------ Supplied information ------

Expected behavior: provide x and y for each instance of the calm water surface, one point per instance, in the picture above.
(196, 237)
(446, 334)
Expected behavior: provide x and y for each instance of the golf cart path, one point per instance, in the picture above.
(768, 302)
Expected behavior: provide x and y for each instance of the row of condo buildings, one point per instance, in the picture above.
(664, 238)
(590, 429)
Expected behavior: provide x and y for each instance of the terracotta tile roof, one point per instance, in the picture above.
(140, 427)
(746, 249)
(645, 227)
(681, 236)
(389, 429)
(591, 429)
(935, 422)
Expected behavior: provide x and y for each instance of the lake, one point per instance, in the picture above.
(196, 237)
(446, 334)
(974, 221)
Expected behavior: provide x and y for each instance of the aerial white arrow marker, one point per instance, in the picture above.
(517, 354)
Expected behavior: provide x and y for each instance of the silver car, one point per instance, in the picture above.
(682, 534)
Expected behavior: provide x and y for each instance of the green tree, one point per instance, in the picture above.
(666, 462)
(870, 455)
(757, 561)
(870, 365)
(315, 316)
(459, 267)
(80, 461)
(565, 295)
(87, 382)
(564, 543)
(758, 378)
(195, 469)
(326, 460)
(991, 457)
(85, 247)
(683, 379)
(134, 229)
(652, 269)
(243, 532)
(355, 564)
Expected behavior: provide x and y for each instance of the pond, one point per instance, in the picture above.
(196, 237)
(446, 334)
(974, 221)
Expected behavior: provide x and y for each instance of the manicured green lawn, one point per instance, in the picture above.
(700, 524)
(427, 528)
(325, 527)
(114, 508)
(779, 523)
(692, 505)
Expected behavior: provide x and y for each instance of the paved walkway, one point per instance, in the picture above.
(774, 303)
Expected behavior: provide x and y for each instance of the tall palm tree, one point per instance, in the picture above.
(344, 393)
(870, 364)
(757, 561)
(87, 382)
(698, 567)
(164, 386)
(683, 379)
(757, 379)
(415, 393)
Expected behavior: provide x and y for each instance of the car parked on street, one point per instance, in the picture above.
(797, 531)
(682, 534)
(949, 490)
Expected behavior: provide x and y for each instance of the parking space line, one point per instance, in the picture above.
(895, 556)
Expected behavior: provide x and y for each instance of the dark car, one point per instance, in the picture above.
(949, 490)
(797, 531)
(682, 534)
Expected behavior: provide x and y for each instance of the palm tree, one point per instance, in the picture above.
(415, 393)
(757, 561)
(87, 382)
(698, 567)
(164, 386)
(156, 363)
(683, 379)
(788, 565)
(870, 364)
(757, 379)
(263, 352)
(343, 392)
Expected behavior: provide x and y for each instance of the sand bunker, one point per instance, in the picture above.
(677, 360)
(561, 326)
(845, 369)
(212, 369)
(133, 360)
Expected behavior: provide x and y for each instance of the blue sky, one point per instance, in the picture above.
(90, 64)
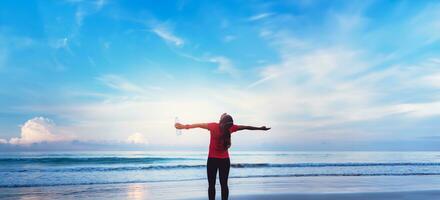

------

» Instruction: Copy the listing word for word, from the line containing "of the palm" through the end of the listing. Don't include the pictures in your answer.

» Written response:
Expected behavior: provide x and y for each instance of the palm tree, one point per instance, in the picture above.
(415, 393)
(757, 561)
(87, 382)
(698, 567)
(164, 386)
(156, 363)
(683, 379)
(788, 565)
(870, 364)
(757, 379)
(263, 352)
(343, 392)
Expected behavior: provide x and y for each instance of the sand bunker, one point per instance, in the picture above.
(677, 360)
(561, 326)
(845, 369)
(212, 369)
(133, 360)
Expected behavior: provide x and y for each instance of the blue sky, one point per instance, in the picture above.
(90, 64)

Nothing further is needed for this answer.